* _EXERCISE_: Rewrite the items from the line containing "Where can the handbag" through the end of the items, both ends included and the requests kept, raising every x and y coordinate in the answers by 148.

----- RECORDS TO USE

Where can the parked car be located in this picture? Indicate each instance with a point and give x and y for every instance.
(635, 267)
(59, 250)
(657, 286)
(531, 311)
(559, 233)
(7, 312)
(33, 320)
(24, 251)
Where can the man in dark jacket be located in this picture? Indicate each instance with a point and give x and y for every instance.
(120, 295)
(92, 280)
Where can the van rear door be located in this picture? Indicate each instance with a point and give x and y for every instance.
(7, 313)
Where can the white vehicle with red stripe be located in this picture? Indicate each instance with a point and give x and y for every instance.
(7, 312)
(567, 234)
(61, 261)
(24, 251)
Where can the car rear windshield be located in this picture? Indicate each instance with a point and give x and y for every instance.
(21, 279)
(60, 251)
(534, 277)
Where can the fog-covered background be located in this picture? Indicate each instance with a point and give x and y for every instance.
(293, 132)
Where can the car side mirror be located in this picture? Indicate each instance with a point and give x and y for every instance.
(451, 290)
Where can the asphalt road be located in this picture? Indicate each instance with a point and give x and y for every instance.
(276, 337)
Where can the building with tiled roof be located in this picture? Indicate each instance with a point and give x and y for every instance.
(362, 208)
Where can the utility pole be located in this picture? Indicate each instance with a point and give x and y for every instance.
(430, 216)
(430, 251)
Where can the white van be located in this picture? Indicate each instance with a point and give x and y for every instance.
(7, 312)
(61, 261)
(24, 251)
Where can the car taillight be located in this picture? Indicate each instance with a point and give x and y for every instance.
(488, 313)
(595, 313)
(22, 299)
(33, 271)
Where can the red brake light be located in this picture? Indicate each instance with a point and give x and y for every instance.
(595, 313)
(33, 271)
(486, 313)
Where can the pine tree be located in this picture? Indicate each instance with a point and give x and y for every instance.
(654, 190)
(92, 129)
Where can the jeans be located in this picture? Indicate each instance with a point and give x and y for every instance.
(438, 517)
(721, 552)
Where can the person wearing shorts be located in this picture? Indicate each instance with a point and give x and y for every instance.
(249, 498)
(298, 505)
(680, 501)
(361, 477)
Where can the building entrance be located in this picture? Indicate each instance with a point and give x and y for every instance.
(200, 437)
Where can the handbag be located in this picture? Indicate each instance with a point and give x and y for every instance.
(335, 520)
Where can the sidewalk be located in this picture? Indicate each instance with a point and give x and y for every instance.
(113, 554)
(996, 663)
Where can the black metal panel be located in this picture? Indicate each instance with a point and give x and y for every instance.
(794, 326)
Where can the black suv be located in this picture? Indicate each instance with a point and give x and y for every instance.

----------

* _FINAL RESULT_:
Where can the handbag be located in this picture? Indicate each instance with a point and give x and y for every instance.
(483, 668)
Where can the sidewalk be located in this picture? Indicate each instance with a point and give x and y for every instance.
(261, 702)
(1144, 811)
Where can the black metal panel be located in this picture? Indicate each instance with a point and give x and y for every instance.
(942, 474)
Where can the black suv be located in this picture? Indicate each instance with a point and give x and y for every instance.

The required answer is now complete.